> [What you have to do]
Reproduce the records below exactly, leaving their images out.

> [Dataset extract]
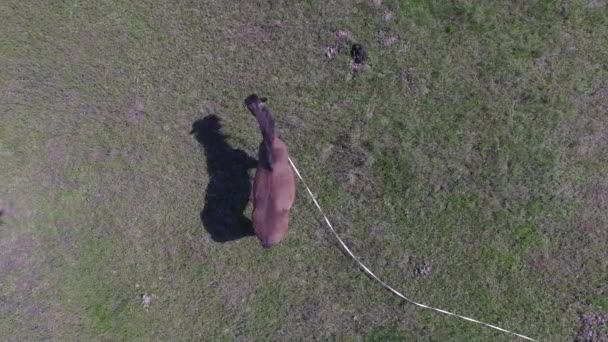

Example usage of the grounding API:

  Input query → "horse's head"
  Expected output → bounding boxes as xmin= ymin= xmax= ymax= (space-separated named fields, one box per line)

xmin=244 ymin=94 xmax=268 ymax=117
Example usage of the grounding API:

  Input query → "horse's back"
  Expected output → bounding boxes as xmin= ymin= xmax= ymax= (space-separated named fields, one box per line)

xmin=251 ymin=138 xmax=295 ymax=247
xmin=252 ymin=172 xmax=290 ymax=247
xmin=270 ymin=139 xmax=295 ymax=211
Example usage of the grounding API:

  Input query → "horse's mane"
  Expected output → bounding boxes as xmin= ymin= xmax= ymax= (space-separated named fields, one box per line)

xmin=245 ymin=94 xmax=275 ymax=170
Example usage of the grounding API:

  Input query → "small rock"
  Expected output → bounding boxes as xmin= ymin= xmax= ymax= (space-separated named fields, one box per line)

xmin=336 ymin=30 xmax=350 ymax=42
xmin=383 ymin=9 xmax=395 ymax=21
xmin=325 ymin=45 xmax=340 ymax=60
xmin=141 ymin=293 xmax=152 ymax=310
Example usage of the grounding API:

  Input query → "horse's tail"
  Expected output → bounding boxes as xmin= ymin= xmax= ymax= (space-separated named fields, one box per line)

xmin=245 ymin=94 xmax=275 ymax=169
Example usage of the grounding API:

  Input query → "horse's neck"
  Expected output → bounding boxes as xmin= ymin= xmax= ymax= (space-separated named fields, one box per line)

xmin=262 ymin=136 xmax=290 ymax=168
xmin=255 ymin=105 xmax=275 ymax=141
xmin=259 ymin=139 xmax=274 ymax=171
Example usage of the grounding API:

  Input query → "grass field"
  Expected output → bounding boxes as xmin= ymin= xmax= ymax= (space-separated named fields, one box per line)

xmin=1 ymin=0 xmax=607 ymax=340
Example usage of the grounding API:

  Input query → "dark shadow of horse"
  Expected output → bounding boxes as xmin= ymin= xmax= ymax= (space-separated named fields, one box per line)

xmin=191 ymin=114 xmax=257 ymax=242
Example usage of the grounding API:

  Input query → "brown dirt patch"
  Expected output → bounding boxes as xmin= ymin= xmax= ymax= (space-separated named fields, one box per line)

xmin=219 ymin=275 xmax=254 ymax=312
xmin=560 ymin=72 xmax=607 ymax=160
xmin=576 ymin=310 xmax=608 ymax=342
xmin=128 ymin=97 xmax=145 ymax=125
xmin=42 ymin=138 xmax=79 ymax=190
xmin=185 ymin=235 xmax=209 ymax=262
xmin=529 ymin=249 xmax=547 ymax=272
xmin=399 ymin=67 xmax=431 ymax=96
xmin=327 ymin=128 xmax=375 ymax=199
xmin=325 ymin=30 xmax=352 ymax=61
xmin=0 ymin=238 xmax=39 ymax=275
xmin=47 ymin=139 xmax=65 ymax=164
xmin=319 ymin=143 xmax=335 ymax=163
xmin=578 ymin=179 xmax=608 ymax=238
xmin=298 ymin=296 xmax=322 ymax=324
xmin=0 ymin=200 xmax=18 ymax=219
xmin=377 ymin=30 xmax=400 ymax=47
xmin=534 ymin=54 xmax=554 ymax=79
xmin=584 ymin=180 xmax=608 ymax=210
xmin=411 ymin=256 xmax=432 ymax=278
xmin=587 ymin=0 xmax=607 ymax=9
xmin=349 ymin=60 xmax=369 ymax=76
xmin=0 ymin=235 xmax=57 ymax=337
xmin=383 ymin=9 xmax=395 ymax=22
xmin=91 ymin=150 xmax=109 ymax=162
xmin=240 ymin=19 xmax=283 ymax=43
xmin=26 ymin=304 xmax=43 ymax=318
xmin=14 ymin=272 xmax=39 ymax=299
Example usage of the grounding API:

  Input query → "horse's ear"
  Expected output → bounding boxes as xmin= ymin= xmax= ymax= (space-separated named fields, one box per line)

xmin=260 ymin=97 xmax=268 ymax=103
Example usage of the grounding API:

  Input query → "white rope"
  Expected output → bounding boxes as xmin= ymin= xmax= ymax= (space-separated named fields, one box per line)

xmin=287 ymin=157 xmax=539 ymax=342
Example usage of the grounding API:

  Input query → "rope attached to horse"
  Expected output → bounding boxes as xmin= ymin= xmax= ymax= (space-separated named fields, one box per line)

xmin=287 ymin=157 xmax=539 ymax=342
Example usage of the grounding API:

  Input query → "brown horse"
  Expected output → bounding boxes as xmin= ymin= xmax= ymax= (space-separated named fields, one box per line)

xmin=244 ymin=94 xmax=296 ymax=248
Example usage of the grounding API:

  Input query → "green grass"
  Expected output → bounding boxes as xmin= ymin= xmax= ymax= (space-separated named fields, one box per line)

xmin=1 ymin=0 xmax=607 ymax=340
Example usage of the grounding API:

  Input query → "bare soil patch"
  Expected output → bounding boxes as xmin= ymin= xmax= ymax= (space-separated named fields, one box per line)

xmin=577 ymin=310 xmax=608 ymax=342
xmin=128 ymin=97 xmax=145 ymax=125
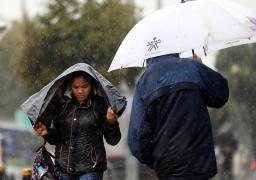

> [Solved problem]
Example usage of the grounding API:

  Input query → "horse's head"
  Expected output → bounding boxes as xmin= ymin= xmax= ymax= (space-separated named fields, one box per line)

xmin=244 ymin=94 xmax=268 ymax=117
Example usage of the grounding API:

  Input query → "horse's back"
  Expected output → bounding boxes as xmin= ymin= xmax= ymax= (space-separated named fields, one box per line)

xmin=251 ymin=138 xmax=295 ymax=247
xmin=252 ymin=172 xmax=290 ymax=247
xmin=270 ymin=139 xmax=295 ymax=211
Example usage of the grounding API:

  Input query → "horse's mane"
  Expected output → bounding boxes as xmin= ymin= xmax= ymax= (space-separated named fields, one box per line)

xmin=245 ymin=94 xmax=275 ymax=170
Example usage of the grounding API:

  Input query → "small rock"
  Expected output → bounding boxes as xmin= ymin= xmax= ymax= (space-separated named fields, one box per line)

xmin=336 ymin=30 xmax=350 ymax=42
xmin=383 ymin=9 xmax=395 ymax=21
xmin=325 ymin=45 xmax=340 ymax=60
xmin=141 ymin=293 xmax=152 ymax=310
Example usage of the grounding API:

  Input query → "horse's tail"
  Expected output → bounding boxes as xmin= ymin= xmax= ymax= (space-separated named fields, one box per line)

xmin=245 ymin=94 xmax=275 ymax=169
Example usage of the grounding API:

  Input query → "horse's neck"
  Expected output → bounding boxes as xmin= ymin= xmax= ymax= (space-separated named fields, one box per line)

xmin=262 ymin=136 xmax=290 ymax=168
xmin=255 ymin=105 xmax=275 ymax=141
xmin=259 ymin=139 xmax=274 ymax=171
Example usage of the grounding API:

  Input query → "grass field"
  Expected output → bounding boxes as xmin= ymin= xmax= ymax= (space-separated named fields, one box per line)

xmin=1 ymin=0 xmax=607 ymax=340
Example usage of the grounding API:

  Input query → "dark shadow of horse"
  Expected output → bounding boxes as xmin= ymin= xmax= ymax= (space-separated named fields, one box per line)

xmin=191 ymin=114 xmax=257 ymax=242
Example usage of the grounding API:

  Input query → "brown dirt patch"
  Expected output → bounding boxes as xmin= ymin= xmax= ymax= (space-separated named fields, one box per line)

xmin=219 ymin=275 xmax=254 ymax=312
xmin=560 ymin=72 xmax=607 ymax=160
xmin=576 ymin=310 xmax=608 ymax=342
xmin=128 ymin=97 xmax=145 ymax=125
xmin=42 ymin=138 xmax=79 ymax=190
xmin=185 ymin=235 xmax=209 ymax=262
xmin=529 ymin=249 xmax=547 ymax=272
xmin=399 ymin=67 xmax=431 ymax=96
xmin=327 ymin=128 xmax=375 ymax=199
xmin=325 ymin=30 xmax=352 ymax=61
xmin=0 ymin=238 xmax=39 ymax=275
xmin=47 ymin=139 xmax=65 ymax=164
xmin=319 ymin=143 xmax=335 ymax=163
xmin=578 ymin=179 xmax=608 ymax=238
xmin=298 ymin=296 xmax=322 ymax=324
xmin=0 ymin=200 xmax=18 ymax=219
xmin=377 ymin=30 xmax=400 ymax=47
xmin=534 ymin=54 xmax=554 ymax=79
xmin=584 ymin=180 xmax=608 ymax=210
xmin=411 ymin=256 xmax=432 ymax=278
xmin=587 ymin=0 xmax=607 ymax=9
xmin=349 ymin=60 xmax=369 ymax=76
xmin=0 ymin=235 xmax=57 ymax=337
xmin=383 ymin=9 xmax=395 ymax=22
xmin=91 ymin=150 xmax=109 ymax=162
xmin=240 ymin=19 xmax=283 ymax=43
xmin=26 ymin=304 xmax=43 ymax=318
xmin=14 ymin=272 xmax=39 ymax=299
Example usage of the grounding API:

  Input query → "horse's ear"
  Expected output → bounding boxes as xmin= ymin= xmax= ymax= (space-separated named fields, one box per line)

xmin=260 ymin=97 xmax=268 ymax=103
Example usage of the grounding API:

  Input query → "white rope"
  Expected output → bounding boxes as xmin= ymin= xmax= ymax= (space-separated named fields, one box per line)

xmin=287 ymin=157 xmax=539 ymax=342
Example usage of the grounding API:

  Input query → "rope attached to horse"
  Expected output → bounding boxes as xmin= ymin= xmax= ymax= (space-separated named fields, one box per line)

xmin=287 ymin=157 xmax=539 ymax=342
Example usage of the grounding API:

  Input query → "brown horse"
  Expected output → bounding boxes as xmin= ymin= xmax= ymax= (space-separated named fields, one box per line)

xmin=244 ymin=94 xmax=296 ymax=248
Example usage of the grounding API:

  Input query → "green grass"
  Expected output → bounding boxes as xmin= ymin= xmax= ymax= (space-separated named fields, one box per line)

xmin=1 ymin=0 xmax=607 ymax=340
Example usage of the grounding API:

  Input query → "bare soil patch"
  Expected output → bounding boxes as xmin= ymin= xmax= ymax= (space-separated named fields, one box per line)

xmin=577 ymin=310 xmax=608 ymax=342
xmin=128 ymin=97 xmax=145 ymax=125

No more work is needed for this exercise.